#### [Reading passage]

▽

Skip to main content

Overview

Each Redis data pod runs an instance reconciler that watches the RedisCluster CR from inside the pod. This enables live configuration updates without pod restarts. Controller Name: instance-reconciler Reconciliation Trigger: Any change to the RedisCluster resource

Reconciliation Steps

The reconciler executes these steps in order on every reconciliation:

1. Fencing Check

Source: internal/instance-manager/reconciler/reconciler.go:96-102 Behavior:
  • Reads redis.io/fencedInstances annotation
  • Parses JSON array of fenced pod names
  • If current pod is in the list:
    • Logs: Pod is fenced, stopping redis-server
    • Sends SIGINT to redis-server process
    • Skips all remaining steps
    • Returns immediately
Purpose: Implements operator-controlled fencing for split-brain prevention.

2. Role Reconciliation

Source: internal/instance-manager/reconciler/reconciler.go:104-108 Behavior: The reconciler ensures the instance has the correct replication role based on status.currentPrimary and spec.replicaMode.

Replica Mode Enabled

If spec.replicaMode.enabled=true:
  1. Extract external source from spec.replicaMode.source.host and spec.replicaMode.source.port (default: 6379)
  2. If spec.replicaMode.promote=true and status.currentPrimary == POD_NAME:
    • Issue REPLICAOF NO ONE to promote out of replica mode
    • Record event: ReplicaModePromoteRequested
  3. Otherwise:
    • Issue REPLICAOF <source.host> <source.port> if not already replicating from that source
    • Record event: ReplicaModeSourceUpdated

Standard Mode

If spec.replicaMode.enabled=false or not set:
  1. Determine expected role:
    • isPrimary = (status.currentPrimary == POD_NAME)

△

#### [Written instruction A]
Please edit the rows from the line holding "Return the segmentation of every instance of the person's" through the last row, inclusive, changing "shoulder" to "arm" and leaving everything else unchanged. Return only those lines.
These rows have no connection to the Redis reconciler page.

#### [Data lines]
▽

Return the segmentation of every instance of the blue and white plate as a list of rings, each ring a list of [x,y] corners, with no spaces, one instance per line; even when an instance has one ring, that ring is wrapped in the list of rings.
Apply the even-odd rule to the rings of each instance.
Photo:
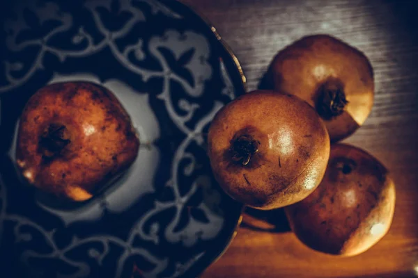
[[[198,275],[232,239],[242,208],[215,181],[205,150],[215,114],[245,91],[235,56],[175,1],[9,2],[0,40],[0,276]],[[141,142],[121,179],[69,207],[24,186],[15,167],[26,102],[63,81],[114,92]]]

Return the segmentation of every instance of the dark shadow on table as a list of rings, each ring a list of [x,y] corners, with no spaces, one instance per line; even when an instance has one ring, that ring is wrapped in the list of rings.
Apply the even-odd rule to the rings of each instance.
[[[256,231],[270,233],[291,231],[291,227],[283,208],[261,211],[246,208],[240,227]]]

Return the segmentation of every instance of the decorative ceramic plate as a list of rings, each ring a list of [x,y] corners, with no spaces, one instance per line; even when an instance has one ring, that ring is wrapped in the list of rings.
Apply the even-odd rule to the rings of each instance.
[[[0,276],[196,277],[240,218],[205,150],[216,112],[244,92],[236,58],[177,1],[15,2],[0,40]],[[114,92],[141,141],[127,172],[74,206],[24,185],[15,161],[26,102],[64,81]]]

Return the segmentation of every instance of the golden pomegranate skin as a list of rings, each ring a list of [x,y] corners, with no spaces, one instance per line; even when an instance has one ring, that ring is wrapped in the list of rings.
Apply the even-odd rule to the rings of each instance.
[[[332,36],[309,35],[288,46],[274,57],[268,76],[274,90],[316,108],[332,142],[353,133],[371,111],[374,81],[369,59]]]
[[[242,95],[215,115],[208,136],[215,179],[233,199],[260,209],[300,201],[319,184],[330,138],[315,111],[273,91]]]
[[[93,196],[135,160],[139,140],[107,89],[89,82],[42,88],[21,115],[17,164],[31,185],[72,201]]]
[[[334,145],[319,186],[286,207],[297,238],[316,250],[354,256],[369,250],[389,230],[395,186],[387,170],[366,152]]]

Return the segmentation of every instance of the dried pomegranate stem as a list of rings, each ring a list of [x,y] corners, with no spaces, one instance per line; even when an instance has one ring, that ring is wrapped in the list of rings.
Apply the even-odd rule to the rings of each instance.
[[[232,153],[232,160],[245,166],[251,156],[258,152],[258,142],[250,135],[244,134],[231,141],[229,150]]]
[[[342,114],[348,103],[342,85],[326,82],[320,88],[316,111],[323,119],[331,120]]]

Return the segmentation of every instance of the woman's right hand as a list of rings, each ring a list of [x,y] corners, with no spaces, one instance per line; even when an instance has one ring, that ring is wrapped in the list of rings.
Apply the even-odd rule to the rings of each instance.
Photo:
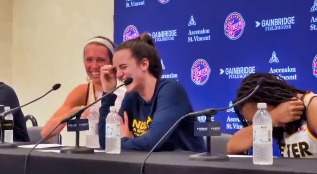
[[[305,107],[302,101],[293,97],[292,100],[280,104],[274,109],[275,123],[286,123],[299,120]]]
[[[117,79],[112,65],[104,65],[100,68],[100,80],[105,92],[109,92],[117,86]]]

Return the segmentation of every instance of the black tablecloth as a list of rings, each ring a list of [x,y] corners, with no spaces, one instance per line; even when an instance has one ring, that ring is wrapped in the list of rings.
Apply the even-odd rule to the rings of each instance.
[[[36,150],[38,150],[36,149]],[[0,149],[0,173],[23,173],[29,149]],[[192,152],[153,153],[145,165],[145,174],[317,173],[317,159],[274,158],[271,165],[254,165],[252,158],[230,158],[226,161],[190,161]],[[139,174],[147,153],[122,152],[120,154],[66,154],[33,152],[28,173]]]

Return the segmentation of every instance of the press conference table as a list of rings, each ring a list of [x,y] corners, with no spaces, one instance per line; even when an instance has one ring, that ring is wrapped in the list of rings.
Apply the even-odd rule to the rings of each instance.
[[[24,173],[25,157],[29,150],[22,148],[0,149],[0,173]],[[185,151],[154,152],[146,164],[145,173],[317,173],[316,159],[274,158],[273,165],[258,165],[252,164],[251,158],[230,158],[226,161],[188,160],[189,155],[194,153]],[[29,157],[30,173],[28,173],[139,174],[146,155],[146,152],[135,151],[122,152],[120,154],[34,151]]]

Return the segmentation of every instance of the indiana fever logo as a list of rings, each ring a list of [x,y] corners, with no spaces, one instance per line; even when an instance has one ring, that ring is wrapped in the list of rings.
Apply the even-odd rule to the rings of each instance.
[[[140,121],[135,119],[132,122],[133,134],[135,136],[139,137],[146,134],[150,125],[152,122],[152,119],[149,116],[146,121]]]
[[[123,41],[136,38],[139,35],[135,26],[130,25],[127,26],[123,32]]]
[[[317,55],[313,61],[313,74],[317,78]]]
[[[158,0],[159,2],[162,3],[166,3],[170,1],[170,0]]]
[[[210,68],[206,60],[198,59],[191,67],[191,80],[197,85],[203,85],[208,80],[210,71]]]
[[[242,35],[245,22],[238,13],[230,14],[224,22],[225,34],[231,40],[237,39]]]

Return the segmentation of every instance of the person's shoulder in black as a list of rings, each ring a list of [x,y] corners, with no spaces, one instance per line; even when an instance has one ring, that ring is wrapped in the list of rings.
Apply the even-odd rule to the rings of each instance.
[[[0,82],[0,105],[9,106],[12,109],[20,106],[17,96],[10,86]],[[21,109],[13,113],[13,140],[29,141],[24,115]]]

△

#### [Written instruction B]
On the Redis reconciler page, what signal does the reconciler send to the redis-server process when the current pod is fenced?

#### [Exercise response A]
Return the segmentation of every instance of the person's arm in black as a list of rings, each ring a list of [x,y] corners, with no spaces, one instance per line; even when an instance has one ring, that ring is wrapped in the list of rings.
Apply the even-odd rule to the rings of each instance.
[[[0,82],[0,105],[9,106],[12,109],[20,106],[17,96],[10,86]],[[21,109],[13,113],[13,140],[29,141],[24,115]]]

#### [Exercise response B]
SIGINT